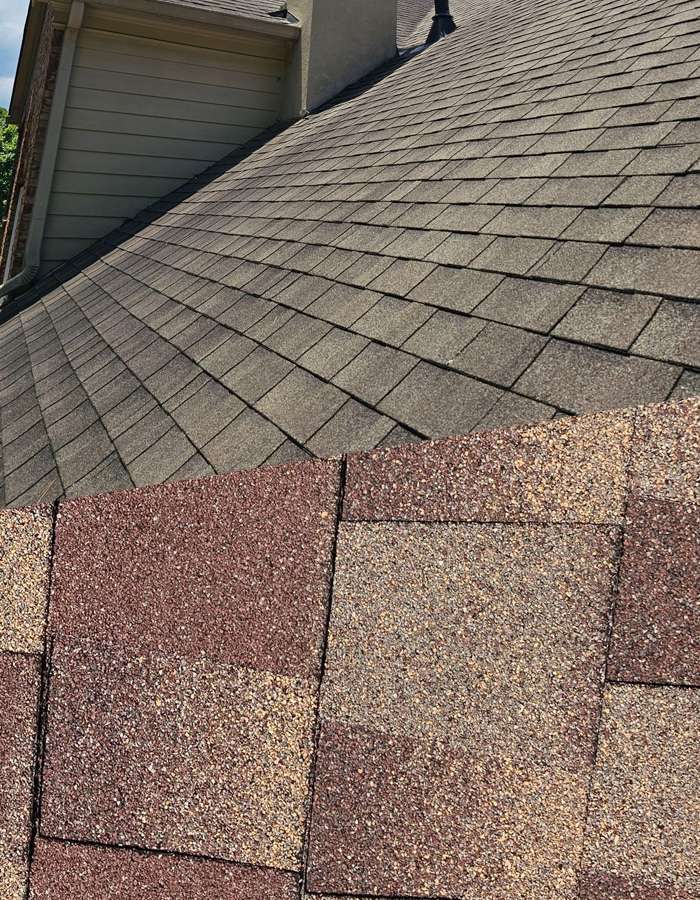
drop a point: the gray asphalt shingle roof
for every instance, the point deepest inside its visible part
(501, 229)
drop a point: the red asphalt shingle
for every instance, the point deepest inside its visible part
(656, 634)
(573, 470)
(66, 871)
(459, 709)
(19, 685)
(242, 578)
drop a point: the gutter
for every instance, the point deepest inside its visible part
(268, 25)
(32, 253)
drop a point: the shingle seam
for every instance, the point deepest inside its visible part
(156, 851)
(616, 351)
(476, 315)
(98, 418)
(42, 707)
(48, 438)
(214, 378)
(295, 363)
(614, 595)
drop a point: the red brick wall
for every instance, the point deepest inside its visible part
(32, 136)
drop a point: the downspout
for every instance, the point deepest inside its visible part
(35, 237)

=======

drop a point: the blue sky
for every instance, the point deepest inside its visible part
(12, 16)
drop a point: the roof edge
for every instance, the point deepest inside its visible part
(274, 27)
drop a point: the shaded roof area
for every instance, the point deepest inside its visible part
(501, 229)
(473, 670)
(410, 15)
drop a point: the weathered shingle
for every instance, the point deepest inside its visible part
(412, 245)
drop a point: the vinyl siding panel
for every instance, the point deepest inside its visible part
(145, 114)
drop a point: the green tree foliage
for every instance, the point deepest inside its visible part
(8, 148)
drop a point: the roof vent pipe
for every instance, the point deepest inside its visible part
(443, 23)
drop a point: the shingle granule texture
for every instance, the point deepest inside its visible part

=======

• _What you should do_:
Give only the number of lines in the data above that contain the string "shingle".

• _Solution for this task_:
5